### Testo estratto ###

«La bambina sarà restituita presto alla “braccie” (testuale, nda) dei genitori» annunciava fiero il giornalista, quando ormai era certo che la neonata fosse stata ritrovata. Quello che lui non sapeva è che intanto i social, nel corso del tempo durante il quale ancora non si conosceva l’esito del rapimento, avevano scatenato l’inferno.
La storia della bambina rapita a Cosenza e tempestivamente ritrovata si è presentata sin da subito come un esperimento sociale che alla fine ha decretato la morte o, almeno, le gravi condizioni del giornalismo.
La notizia viaggia su Whatsapp
Dopo pochissimo tempo dal rapimento consumatosi in una clinica cosentina, sono stati i social e particolarmente i gruppi whatsapp a marcare la notizia, dando vita a un fenomeno non nuovo e tuttavia non di meno particolarissimo, secondo il quale chi dà la notizia è al tempo stesso destinatario della notizia stessa, una sovrapposizione tra chi informa e chi viene informato, tra chi forgia l’opinione pubblica e l’opinione pubblica stessa, in un vortice di racconti, ricchi di dettagli e però quasi sempre del tutto inaffidabili, generati e diffusi con la bramosia di conoscere la storia, ma anche di partecipare alla sua costruzione e al suo racconto. Tutti consumatori e produttori di fatti che viaggiavano sui cellulari senza alcuna possibilità di conferma.
È accaduto così che gli eventi venissero divulgati con la inscalfibile certezza della verità, per poi trovare smentite altrettanto aleatorie e tuttavia spacciate per certe. Ma non poteva bastare.
E infatti accanto alla divulgazione di notizie su come e su chi avesse compiuto l’esecrabile crimine, ecco comparire la vena da consumato opinionista che abita in ogni individuo. Di qui i giudizi, espressi sempre con il tono di chi ha capito ogni cosa, sulla clinica, sulla trascurabile sicurezza della struttura, sull’etnia dei rapitori. Che uno di loro fosse di un colore diverso dalla maggior parte di noi, è stato sin da subito un boccone troppo ghiotto per essere trascurato.
«L’hanno trovata», gridava su un gruppo whatsapp qualcuno comprensibilmente entusiasta, aggiungendo che «a chiru merda du nivuru l’hanno minato», ottenendo grandissimo consenso.
Il giornalismo dei telefonini e la bambina rapita a Cosenza
Quello della bambina rapita a Cosenza è stato il trionfo e la sciagura del citizen journalist.

###

_Lavoro da svolgere_
Nell'articolo sulla bambina rapita a Cosenza, su quali aspetti venivano espressi i giudizi di chi ha capito ogni cosa? Elencali tutti.

### Dati forniti ###

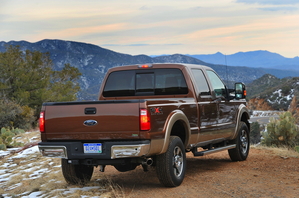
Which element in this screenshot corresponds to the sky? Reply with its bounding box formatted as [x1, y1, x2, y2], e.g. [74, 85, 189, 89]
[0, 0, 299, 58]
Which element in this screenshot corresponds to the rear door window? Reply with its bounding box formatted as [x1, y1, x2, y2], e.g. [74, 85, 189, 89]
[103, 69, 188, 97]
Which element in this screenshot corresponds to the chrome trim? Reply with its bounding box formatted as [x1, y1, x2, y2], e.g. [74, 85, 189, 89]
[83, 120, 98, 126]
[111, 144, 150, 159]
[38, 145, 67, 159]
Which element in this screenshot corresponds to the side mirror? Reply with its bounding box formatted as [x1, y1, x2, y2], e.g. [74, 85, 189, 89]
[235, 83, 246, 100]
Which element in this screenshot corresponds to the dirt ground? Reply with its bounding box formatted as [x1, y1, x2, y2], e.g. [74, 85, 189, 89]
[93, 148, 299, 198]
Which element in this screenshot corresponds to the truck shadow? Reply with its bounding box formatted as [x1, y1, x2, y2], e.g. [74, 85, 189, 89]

###
### Dati forniti ###

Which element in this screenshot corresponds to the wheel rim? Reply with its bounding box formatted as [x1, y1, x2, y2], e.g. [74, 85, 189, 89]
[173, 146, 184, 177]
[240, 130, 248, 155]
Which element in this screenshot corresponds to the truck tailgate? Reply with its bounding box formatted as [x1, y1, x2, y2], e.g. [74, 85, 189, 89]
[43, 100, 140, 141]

###

_Esito del compito_
- la clinica
- la trascurabile sicurezza della struttura
- l'etnia dei rapitori